Rewrite every entry below as a numbered list, one line per item, with blank lines dropped and the pictures left out.
▼
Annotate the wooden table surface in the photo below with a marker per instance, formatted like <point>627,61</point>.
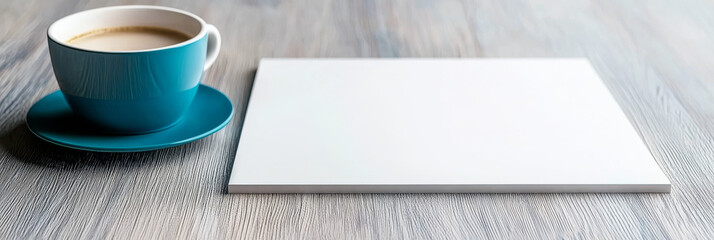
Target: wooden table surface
<point>655,57</point>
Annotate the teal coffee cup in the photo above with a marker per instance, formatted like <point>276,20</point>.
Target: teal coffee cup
<point>131,91</point>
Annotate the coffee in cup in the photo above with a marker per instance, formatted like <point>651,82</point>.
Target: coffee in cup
<point>131,69</point>
<point>128,38</point>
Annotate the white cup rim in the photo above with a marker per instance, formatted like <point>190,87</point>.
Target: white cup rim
<point>201,33</point>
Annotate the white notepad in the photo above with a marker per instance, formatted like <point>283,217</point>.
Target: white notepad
<point>437,125</point>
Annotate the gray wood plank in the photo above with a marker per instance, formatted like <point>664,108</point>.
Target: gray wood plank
<point>654,56</point>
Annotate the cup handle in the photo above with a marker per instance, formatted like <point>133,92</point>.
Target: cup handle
<point>214,45</point>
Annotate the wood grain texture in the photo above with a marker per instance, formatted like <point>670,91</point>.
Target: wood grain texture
<point>654,56</point>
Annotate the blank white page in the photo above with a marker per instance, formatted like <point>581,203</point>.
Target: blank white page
<point>437,125</point>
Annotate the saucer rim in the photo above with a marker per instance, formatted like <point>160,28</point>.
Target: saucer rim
<point>140,149</point>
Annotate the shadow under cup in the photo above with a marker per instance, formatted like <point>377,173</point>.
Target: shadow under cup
<point>129,92</point>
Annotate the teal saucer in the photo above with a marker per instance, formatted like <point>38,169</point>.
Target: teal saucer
<point>51,119</point>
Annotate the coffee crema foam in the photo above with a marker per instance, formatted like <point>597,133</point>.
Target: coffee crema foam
<point>127,38</point>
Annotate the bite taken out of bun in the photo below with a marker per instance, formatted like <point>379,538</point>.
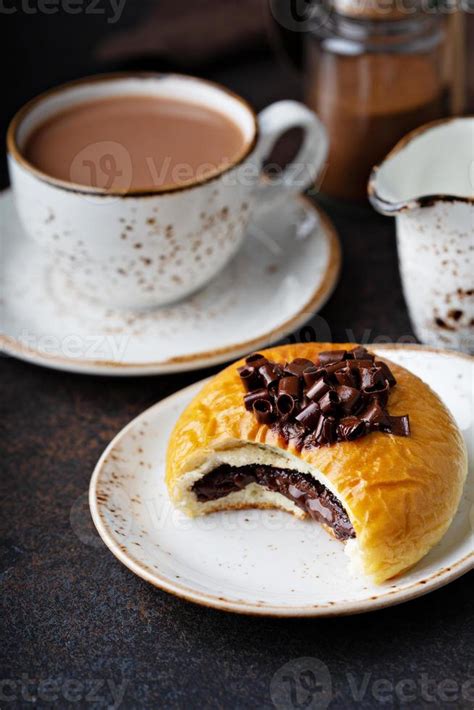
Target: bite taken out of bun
<point>386,484</point>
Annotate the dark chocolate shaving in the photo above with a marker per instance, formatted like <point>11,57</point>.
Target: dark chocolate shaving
<point>340,397</point>
<point>263,410</point>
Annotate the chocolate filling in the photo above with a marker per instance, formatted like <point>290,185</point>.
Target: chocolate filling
<point>308,494</point>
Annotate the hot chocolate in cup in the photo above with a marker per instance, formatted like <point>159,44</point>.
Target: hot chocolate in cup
<point>136,217</point>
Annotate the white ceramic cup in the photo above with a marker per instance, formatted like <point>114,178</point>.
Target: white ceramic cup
<point>427,183</point>
<point>138,249</point>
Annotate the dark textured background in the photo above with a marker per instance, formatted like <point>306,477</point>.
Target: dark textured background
<point>70,611</point>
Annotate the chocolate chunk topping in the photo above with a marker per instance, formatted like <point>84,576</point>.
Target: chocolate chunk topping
<point>307,493</point>
<point>340,397</point>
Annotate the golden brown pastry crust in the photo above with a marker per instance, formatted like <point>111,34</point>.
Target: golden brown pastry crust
<point>401,493</point>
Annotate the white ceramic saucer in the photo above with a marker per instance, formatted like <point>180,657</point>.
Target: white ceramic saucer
<point>283,274</point>
<point>260,561</point>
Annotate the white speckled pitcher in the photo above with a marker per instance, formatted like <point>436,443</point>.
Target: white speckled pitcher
<point>427,182</point>
<point>144,248</point>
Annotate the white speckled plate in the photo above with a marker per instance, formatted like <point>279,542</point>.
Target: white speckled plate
<point>283,274</point>
<point>260,561</point>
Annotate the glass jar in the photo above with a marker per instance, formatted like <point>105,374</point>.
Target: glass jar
<point>371,80</point>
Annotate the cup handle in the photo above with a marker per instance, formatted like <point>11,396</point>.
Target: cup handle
<point>303,170</point>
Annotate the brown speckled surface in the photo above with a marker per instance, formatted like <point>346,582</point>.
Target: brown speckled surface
<point>72,615</point>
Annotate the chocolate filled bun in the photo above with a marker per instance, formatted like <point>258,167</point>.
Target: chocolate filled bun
<point>328,432</point>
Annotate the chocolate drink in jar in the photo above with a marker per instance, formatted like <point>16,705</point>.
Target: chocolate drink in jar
<point>374,70</point>
<point>373,76</point>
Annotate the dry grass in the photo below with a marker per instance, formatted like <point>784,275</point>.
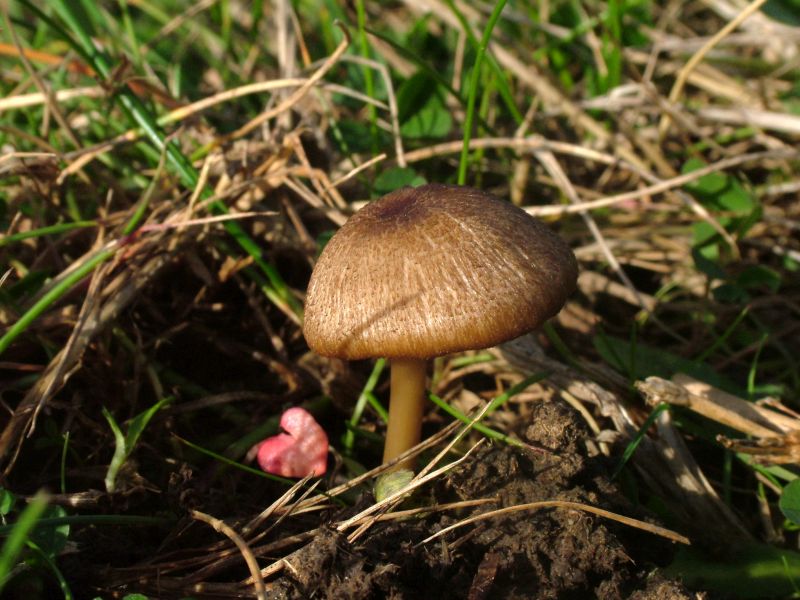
▲
◆ Worked solution
1. Annotate the wooden table surface in the photo below with a marker per instance, formatted like <point>627,61</point>.
2. Target: wooden table surface
3. <point>655,57</point>
4. Annotate the teal coffee cup in the photo above with a marker per instance, formatted like <point>276,20</point>.
5. Target: teal coffee cup
6. <point>131,91</point>
7. Annotate the coffee in cup in the photo above with a marker per instance, formatted like <point>651,82</point>.
8. Target: coffee in cup
9. <point>131,69</point>
10. <point>128,38</point>
11. Annotate the white cup rim in the photo above with a marker per instance, formatted like <point>190,87</point>.
12. Target: white cup rim
13. <point>201,33</point>
14. Annotate the white notepad in the photo above with a marker per instance, formatted like <point>283,217</point>.
15. Target: white notepad
16. <point>437,125</point>
17. Annotate the gray wood plank in the photo above with a marker per instance, formatted like <point>664,108</point>.
18. Target: gray wood plank
19. <point>654,56</point>
20. Annotate the cup handle in the photo above with a marker per instance, formatted like <point>133,92</point>.
21. Target: cup handle
22. <point>214,45</point>
23. Annotate the wood grain texture in the photo above with a marker per instance, formatted like <point>670,91</point>.
24. Target: wood grain texture
25. <point>654,56</point>
26. Annotate the blank white page in the photo above with a marker per instance, formatted like <point>581,203</point>.
27. Target: blank white page
28. <point>437,125</point>
29. Annotate the saucer rim in the photo above with a marker per instance, formatted like <point>160,28</point>.
30. Target: saucer rim
31. <point>140,149</point>
32. Annotate the shadow under cup in the photo above with a marker per instance, formatted like <point>377,173</point>.
33. Target: shadow under cup
34. <point>129,92</point>
35. Annotate the teal saucer in the photo above with a marker per instance, formatted like <point>38,169</point>.
36. Target: teal saucer
37. <point>51,119</point>
38. Annotate the coffee crema foam in the photo above with a marker per instance, formatted like <point>597,133</point>.
39. Target: coffee crema foam
40. <point>127,38</point>
41. Annotate the bite taken out of bun in the photo below with a marker per instance, formatted like <point>379,538</point>.
42. Target: bite taken out of bun
43. <point>386,484</point>
44. Annotate the dark chocolate shaving in the photo above with a marker per instance, formatted like <point>11,57</point>.
45. Target: dark chocolate shaving
46. <point>340,397</point>
47. <point>263,410</point>
48. Annotate the chocolate filling in the photo above with a marker per instance, formatted like <point>290,185</point>.
49. Target: chocolate filling
50. <point>308,494</point>
51. Annotate the hot chocolate in cup in the photo above with a marker per instance, formatted like <point>159,44</point>.
52. Target: hot chocolate in cup
53. <point>136,217</point>
54. Annotate the white ceramic cup in the photo above with a marker per instance, formatted like <point>114,178</point>.
55. Target: white ceramic cup
56. <point>427,183</point>
57. <point>138,249</point>
58. Annotate the dark textured background in the photo above with a marker per instance, formatted like <point>306,477</point>.
59. Target: dark textured background
60. <point>70,611</point>
61. Annotate the chocolate chunk topping in the photo above with a marker per instance, formatted like <point>84,576</point>.
62. Target: chocolate chunk topping
63. <point>307,493</point>
64. <point>340,397</point>
65. Annotate the golden brown pastry crust in the photo above with a marker per instance, formatted like <point>111,34</point>.
66. Target: golden brown pastry crust
67. <point>401,493</point>
68. Annotate the white ceramic saucer in the photo above with a marker per instance, formatted like <point>180,657</point>.
69. Target: white ceramic saucer
70. <point>283,274</point>
71. <point>260,561</point>
72. Annotate the white speckled pitcher in the photo above with a marker per instance, formatted like <point>436,443</point>.
73. Target: white speckled pitcher
74. <point>427,182</point>
75. <point>144,248</point>
76. Annotate the white speckled plate in the photo above with a marker per instance, formatted like <point>279,542</point>.
77. Target: white speckled plate
78. <point>283,274</point>
79. <point>260,561</point>
80. Annotate the glass jar in the photo above with a marker per instance, formatted like <point>105,374</point>.
81. Target: glass jar
82. <point>371,80</point>
83. Annotate the cup handle in the photo above with a marker per instance, formatted like <point>11,396</point>.
84. Target: cup handle
85. <point>303,170</point>
86. Annotate the brown speckled surface in the photo above with a marker per instance, formatted like <point>346,582</point>.
87. Target: brown speckled surface
88. <point>72,615</point>
89. Annotate the chocolate filled bun in the photo above with a marker per instance, formatted like <point>258,167</point>.
90. Target: chocolate filled bun
91. <point>328,432</point>
92. Annotate the chocolate drink in jar in the photo above with a marker per instance, formatted like <point>16,705</point>.
93. Target: chocolate drink in jar
94. <point>374,70</point>
95. <point>373,76</point>
96. Annotate the dry grass in the photo below with a marker per instance, formatted like <point>784,275</point>.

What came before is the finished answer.